*AIM OF THE TASK:*
The entries are to be returned exactly as written.

*EXERCISE INPUTS:*
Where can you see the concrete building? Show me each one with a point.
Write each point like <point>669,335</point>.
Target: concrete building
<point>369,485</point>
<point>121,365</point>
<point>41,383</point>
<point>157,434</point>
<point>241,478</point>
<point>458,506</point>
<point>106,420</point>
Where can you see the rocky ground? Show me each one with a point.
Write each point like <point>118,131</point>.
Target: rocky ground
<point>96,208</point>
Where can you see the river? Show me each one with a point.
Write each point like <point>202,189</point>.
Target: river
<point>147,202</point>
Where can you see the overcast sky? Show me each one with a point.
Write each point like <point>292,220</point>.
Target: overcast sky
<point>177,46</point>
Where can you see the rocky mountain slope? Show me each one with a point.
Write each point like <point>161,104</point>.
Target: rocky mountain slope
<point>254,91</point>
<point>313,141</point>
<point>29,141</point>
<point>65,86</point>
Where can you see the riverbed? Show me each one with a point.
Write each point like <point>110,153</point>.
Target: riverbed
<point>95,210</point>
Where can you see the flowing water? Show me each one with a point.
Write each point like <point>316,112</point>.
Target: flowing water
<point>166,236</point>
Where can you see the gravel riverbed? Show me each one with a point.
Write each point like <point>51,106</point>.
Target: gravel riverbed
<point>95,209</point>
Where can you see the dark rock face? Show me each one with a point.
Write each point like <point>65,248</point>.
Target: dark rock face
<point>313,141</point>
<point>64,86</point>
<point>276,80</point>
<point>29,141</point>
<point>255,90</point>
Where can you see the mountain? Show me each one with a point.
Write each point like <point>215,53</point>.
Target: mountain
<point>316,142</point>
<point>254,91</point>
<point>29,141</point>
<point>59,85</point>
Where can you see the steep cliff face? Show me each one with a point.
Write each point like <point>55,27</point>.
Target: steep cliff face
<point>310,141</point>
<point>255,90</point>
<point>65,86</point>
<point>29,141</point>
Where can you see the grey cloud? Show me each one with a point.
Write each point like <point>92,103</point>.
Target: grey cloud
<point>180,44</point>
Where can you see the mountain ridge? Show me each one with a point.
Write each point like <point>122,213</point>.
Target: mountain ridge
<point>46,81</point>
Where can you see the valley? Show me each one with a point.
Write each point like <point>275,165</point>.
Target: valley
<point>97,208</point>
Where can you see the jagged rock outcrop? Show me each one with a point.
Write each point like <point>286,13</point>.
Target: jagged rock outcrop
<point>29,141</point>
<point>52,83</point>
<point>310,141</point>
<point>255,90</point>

*EXERCISE OUTPUT:*
Where can you see the concrete building? Show me each one with a point.
Write each point like <point>669,335</point>.
Target: concrete building
<point>369,485</point>
<point>121,365</point>
<point>41,383</point>
<point>157,434</point>
<point>241,478</point>
<point>458,506</point>
<point>106,420</point>
Where can you see the rocky ground? Show me each one with a point.
Write each point like <point>118,131</point>.
Target: rocky ground
<point>96,208</point>
Where can you see the river? Show me each one with a point.
Write each point like <point>202,189</point>.
Target: river
<point>147,202</point>
Where can you see the overcast sky? Show me each one with a point.
Write each point like <point>292,220</point>.
Target: overcast sky
<point>177,46</point>
Where can you see the rocky mountain slope? Show me each one with a point.
Write each point like <point>161,104</point>.
Target: rocky mountain slope
<point>254,91</point>
<point>313,141</point>
<point>29,141</point>
<point>65,86</point>
Where can you see the riverbed? Show me each one with a point.
Write each point like <point>110,153</point>.
Target: riverbed
<point>95,210</point>
Where can you see the flowing water? Show me each one with a point.
Write each point like <point>316,112</point>.
Target: flowing water
<point>166,236</point>
Where can you see the gravel riverbed? Show me each one with a point.
Write each point like <point>51,106</point>.
Target: gravel riverbed
<point>95,209</point>
Where can you see the dark rock face? Show me each one with a point.
Write each point like <point>65,248</point>.
Target: dark rock face
<point>313,141</point>
<point>64,86</point>
<point>276,80</point>
<point>29,141</point>
<point>255,90</point>
Where can you see the mountain? Show me each one with a point.
Write each point like <point>215,53</point>.
Target: mountain
<point>316,142</point>
<point>254,91</point>
<point>29,141</point>
<point>59,85</point>
Where can you see the steep cliff face? Show me each one with a point.
Write each point like <point>55,27</point>.
Target: steep cliff face
<point>310,141</point>
<point>255,90</point>
<point>65,86</point>
<point>29,141</point>
Where can you see the grey cloud? Show me each one with a point.
Write each point like <point>92,103</point>.
Target: grey cloud
<point>180,44</point>
Where can you see the mountain ridge? Show me each one with a point.
Write each point like <point>122,213</point>.
Target: mountain ridge
<point>46,81</point>
Where can you see the valley? Show me each one with a point.
Write each point like <point>275,165</point>.
Target: valley
<point>97,208</point>
Where can you see the jagged rock outcrop? Show me each one with a point.
Write each point like <point>286,13</point>.
Target: jagged rock outcrop
<point>29,141</point>
<point>52,83</point>
<point>310,141</point>
<point>255,90</point>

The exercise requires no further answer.